* DOKUMENT
§ §

Eine Einengung des Anwendungsbereichs des § 211 StGB auf die Umstände im Augenblick der eigentlichen Tötungshandlung zu beschränken, ist ungerechtfertigt.

Aktenzeichen & Fundstelle

Az.: BGH 5 StR 296/18

in: BeckRS 2018, 22025

NStZ-RR 2018, 344

 

A. Orientierungs- oder Leitsatz

Bei einer von langer Hand geplanten und vorbereiteten Tat kann Heimtücke gerade in den Vorkehrungen liegen, die der Täter ergreift, um eine günstige Gelegenheit zur Tötung zu schaffen, falls diese bei der Ausführung der Tat noch fortwirken. Eine Einengung des Anwendungsbereichs des § 211 StGB auf die Umstände im Augenblick der eigentlichen Tötungshandlung zu beschränken, ist ungerechtfertigt.

§ §

* DATENSÄTZE
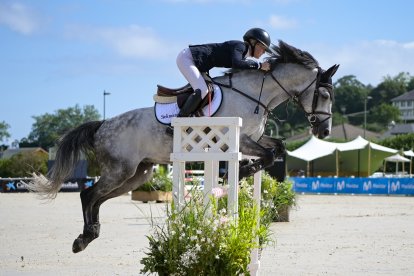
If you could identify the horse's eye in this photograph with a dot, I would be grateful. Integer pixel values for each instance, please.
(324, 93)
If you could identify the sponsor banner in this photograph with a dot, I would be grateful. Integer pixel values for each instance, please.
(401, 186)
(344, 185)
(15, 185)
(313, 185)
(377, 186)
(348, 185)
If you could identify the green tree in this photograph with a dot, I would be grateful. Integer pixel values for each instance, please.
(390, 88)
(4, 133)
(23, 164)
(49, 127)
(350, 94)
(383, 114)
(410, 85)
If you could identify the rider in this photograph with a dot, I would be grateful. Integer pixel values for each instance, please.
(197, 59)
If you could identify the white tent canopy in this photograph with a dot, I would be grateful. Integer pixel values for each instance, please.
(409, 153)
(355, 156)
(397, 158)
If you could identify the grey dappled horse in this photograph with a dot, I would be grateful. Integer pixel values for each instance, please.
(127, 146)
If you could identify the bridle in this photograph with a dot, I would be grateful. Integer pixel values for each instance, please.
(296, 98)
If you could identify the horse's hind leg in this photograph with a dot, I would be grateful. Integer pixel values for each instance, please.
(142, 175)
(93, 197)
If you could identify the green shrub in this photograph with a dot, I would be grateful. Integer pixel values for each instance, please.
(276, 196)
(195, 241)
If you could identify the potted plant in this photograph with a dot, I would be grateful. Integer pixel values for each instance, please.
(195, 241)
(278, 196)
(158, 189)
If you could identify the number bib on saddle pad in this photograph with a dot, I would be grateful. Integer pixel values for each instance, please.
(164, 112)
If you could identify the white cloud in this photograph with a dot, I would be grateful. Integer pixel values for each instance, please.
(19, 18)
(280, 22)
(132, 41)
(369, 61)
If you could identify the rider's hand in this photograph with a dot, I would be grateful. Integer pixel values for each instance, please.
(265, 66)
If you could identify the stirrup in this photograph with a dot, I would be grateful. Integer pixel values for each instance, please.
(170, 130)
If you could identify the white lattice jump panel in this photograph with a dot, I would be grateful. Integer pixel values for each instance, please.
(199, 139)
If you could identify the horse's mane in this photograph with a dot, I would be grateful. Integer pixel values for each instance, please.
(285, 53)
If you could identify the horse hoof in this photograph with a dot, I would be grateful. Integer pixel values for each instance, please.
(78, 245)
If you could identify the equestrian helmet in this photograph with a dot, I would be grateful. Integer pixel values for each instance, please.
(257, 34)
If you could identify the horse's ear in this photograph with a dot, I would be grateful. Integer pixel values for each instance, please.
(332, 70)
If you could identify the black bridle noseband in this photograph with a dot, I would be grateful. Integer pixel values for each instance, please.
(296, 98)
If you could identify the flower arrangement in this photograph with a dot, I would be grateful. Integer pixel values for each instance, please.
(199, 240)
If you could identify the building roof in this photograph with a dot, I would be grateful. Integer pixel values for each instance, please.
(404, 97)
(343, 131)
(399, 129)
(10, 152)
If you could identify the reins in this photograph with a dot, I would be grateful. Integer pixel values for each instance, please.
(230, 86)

§ §

* TEILE DER ÜBUNG
1. Fassen Sie den Text zur Heimtücke in zwei Sätzen zusammen.
2. Geben Sie den Absatz im Text zur Heimtücke, der mit „Bei einer von langer Hand geplanten“ beginnt, als kurze Stichpunktliste wieder.
3. Greifen Sie den Text zur Heimtücke auf und führen Sie ihn nach seinem letzten Satz weiter.
Die Einträge sind eigenständiges Material und gehören nicht zum Text zur Heimtücke.

* ERGEBNISSE JE AUFGABE
1. Nach dem BGH (5 StR 296/18) kann Heimtücke bei einer lange geplanten und vorbereiteten Tat in den Vorkehrungen liegen, mit denen der Täter eine günstige Gelegenheit zur Tötung schafft, sofern diese bei der Ausführung noch fortwirken. Den Anwendungsbereich des § 211 StGB auf die Umstände im Augenblick der eigentlichen Tötungshandlung zu beschränken, ist ungerechtfertigt.

2.
- Bei einer lange geplanten und vorbereiteten Tat kann Heimtücke in den Vorkehrungen des Täters liegen.
- Gemeint sind Vorkehrungen, mit denen der Täter eine günstige Gelegenheit zur Tötung schaffen will.
- Diese Vorkehrungen müssen bei der Ausführung der Tat noch fortwirken.
- Der Anwendungsbereich des § 211 StGB darf nicht auf die Umstände im Augenblick der eigentlichen Tötungshandlung beschränkt werden.

3.
B. Sachverhalt

A lockte den Sohn der B zu sich in die Wohnung, um ihm dort gewaltsam den Wohnungsschlüssel der B zu entwenden. Anschließend fuhr A zur Wohnung der B und öffnete die Tür mit dem Hausschlüssel, wo diese arglos auf die Heimkehr ihres Sohnes wartete. A bedrohte die B zunächst mit einer Schreckschusspistole, bevor er sie mit einem Küchenmesser der B erstach.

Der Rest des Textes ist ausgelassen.